#### AIM
Which lines in the material below contain the word "green"? Copy each such line in full, treating uppercase and lowercase as different.

#### ROWS

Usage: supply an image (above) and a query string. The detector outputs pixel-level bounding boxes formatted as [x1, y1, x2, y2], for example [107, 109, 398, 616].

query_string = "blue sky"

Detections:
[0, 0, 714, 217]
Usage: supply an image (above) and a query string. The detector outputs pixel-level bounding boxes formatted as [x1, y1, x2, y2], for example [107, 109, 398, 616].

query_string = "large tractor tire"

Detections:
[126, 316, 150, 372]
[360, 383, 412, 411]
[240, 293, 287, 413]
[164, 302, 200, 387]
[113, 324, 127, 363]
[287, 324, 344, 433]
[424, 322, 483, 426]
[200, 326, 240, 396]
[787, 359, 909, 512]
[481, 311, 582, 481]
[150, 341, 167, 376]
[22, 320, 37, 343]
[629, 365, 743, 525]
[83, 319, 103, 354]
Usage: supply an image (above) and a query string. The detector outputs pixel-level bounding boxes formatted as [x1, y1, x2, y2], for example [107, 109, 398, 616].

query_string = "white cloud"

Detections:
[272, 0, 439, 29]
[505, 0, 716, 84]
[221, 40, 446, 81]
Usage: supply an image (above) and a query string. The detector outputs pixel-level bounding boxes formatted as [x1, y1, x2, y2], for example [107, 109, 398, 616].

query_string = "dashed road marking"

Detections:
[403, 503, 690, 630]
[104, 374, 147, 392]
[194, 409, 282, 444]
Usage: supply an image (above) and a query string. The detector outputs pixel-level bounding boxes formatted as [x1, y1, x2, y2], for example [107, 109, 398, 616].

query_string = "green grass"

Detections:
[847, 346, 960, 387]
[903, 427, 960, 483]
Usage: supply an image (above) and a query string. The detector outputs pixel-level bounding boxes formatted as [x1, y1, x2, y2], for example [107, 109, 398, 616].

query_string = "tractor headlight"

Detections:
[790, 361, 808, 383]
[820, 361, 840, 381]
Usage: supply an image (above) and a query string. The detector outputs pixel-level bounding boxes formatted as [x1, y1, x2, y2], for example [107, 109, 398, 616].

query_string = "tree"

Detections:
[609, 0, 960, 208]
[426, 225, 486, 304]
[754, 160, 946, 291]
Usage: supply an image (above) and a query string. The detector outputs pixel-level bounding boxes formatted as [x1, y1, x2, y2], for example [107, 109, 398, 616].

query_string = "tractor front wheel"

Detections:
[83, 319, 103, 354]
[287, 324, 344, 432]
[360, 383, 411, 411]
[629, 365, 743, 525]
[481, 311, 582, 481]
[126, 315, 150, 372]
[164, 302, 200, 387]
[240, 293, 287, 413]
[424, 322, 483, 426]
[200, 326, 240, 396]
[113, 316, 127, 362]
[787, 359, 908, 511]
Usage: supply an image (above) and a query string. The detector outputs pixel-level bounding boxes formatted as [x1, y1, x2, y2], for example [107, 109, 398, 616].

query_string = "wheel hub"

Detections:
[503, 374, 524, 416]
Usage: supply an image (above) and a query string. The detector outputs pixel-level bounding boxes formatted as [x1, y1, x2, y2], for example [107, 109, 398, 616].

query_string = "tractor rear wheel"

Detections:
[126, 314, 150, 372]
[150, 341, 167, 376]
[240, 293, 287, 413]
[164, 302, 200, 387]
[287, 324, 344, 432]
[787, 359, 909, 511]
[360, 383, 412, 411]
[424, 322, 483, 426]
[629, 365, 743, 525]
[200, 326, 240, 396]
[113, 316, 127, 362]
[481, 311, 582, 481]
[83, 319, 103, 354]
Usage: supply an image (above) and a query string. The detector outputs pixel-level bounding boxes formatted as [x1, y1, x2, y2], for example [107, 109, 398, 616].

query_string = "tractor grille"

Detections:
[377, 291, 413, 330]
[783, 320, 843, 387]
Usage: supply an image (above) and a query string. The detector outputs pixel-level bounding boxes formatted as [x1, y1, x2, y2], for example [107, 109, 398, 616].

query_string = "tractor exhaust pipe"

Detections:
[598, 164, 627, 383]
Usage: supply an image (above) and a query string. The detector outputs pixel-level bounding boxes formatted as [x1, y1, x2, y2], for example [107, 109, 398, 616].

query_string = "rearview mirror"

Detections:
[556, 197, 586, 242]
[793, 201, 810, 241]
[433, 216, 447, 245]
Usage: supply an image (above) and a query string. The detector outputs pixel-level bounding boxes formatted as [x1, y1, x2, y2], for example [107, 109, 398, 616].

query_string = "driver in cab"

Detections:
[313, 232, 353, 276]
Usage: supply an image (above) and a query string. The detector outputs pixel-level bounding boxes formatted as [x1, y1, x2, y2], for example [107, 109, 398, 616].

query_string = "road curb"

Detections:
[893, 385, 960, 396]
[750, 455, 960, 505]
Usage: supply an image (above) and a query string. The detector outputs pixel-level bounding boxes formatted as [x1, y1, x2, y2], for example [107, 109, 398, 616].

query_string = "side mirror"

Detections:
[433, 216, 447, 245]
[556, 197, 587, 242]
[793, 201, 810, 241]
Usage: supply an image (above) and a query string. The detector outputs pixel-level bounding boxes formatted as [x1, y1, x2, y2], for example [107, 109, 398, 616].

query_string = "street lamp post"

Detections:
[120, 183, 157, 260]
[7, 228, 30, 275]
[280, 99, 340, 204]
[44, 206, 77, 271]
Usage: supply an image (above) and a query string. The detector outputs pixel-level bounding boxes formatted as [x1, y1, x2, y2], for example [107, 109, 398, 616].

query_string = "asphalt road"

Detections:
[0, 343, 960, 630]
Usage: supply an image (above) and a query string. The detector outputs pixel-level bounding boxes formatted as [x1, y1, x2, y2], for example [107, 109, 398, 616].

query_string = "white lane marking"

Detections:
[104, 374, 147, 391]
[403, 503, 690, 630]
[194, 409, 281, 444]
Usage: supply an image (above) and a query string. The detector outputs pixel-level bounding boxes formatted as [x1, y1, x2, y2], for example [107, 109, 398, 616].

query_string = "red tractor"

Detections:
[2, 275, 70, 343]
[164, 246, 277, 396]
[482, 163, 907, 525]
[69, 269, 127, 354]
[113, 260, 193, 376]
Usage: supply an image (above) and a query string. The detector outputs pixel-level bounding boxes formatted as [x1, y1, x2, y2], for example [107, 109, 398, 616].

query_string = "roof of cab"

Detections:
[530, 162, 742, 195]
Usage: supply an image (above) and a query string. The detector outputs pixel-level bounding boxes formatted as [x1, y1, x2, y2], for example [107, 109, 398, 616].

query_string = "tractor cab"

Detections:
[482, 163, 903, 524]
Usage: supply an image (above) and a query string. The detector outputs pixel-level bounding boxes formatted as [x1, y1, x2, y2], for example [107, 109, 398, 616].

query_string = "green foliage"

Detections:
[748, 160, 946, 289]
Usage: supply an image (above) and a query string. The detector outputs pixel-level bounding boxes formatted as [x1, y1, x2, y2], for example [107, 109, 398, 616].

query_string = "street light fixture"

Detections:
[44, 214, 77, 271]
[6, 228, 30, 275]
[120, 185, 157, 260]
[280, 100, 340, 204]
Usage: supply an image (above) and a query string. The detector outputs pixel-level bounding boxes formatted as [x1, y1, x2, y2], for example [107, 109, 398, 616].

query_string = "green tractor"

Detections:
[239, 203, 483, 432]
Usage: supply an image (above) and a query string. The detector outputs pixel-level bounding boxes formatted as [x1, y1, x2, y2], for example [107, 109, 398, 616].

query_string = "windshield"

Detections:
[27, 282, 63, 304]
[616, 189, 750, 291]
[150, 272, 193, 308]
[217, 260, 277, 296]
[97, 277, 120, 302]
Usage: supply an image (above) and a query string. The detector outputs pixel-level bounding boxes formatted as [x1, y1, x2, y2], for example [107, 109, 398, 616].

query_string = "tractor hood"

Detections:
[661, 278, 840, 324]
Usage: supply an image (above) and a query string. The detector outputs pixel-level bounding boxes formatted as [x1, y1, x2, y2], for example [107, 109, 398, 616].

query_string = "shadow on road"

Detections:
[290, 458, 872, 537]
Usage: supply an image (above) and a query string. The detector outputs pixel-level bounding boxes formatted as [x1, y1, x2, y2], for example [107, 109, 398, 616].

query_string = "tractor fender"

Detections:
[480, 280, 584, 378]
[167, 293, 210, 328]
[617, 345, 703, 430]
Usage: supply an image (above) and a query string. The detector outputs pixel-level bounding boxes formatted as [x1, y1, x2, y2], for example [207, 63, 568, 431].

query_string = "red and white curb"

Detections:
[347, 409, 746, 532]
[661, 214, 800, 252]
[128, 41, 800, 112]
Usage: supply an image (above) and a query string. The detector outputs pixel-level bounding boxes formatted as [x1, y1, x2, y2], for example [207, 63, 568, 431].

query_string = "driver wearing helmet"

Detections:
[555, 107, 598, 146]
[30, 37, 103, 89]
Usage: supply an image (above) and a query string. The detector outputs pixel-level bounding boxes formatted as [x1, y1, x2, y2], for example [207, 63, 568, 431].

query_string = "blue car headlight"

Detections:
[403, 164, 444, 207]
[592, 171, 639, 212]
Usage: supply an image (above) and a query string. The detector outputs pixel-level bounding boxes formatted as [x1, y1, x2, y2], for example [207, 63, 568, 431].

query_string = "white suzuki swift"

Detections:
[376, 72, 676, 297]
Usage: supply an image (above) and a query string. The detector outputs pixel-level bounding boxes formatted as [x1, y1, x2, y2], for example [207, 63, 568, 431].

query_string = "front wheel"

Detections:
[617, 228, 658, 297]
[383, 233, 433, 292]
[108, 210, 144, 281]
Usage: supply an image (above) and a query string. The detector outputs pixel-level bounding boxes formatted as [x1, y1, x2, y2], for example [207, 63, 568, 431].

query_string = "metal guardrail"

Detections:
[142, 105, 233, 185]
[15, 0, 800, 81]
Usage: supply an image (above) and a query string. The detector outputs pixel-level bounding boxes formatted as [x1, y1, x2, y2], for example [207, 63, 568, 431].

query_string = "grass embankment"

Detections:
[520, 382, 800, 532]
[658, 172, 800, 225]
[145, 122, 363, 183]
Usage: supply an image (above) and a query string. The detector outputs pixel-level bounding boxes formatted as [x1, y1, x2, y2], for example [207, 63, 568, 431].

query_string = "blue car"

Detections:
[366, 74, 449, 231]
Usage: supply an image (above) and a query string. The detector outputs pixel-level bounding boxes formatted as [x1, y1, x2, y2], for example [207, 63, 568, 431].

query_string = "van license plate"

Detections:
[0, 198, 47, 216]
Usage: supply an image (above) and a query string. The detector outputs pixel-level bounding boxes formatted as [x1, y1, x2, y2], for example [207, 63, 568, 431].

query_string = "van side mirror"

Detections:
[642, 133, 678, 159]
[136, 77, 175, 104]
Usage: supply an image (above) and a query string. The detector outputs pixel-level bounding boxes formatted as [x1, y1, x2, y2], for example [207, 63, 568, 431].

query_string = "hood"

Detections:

#### OUTPUT
query_string = "green grass"
query_string = "green foliage"
query_string = "green tractor"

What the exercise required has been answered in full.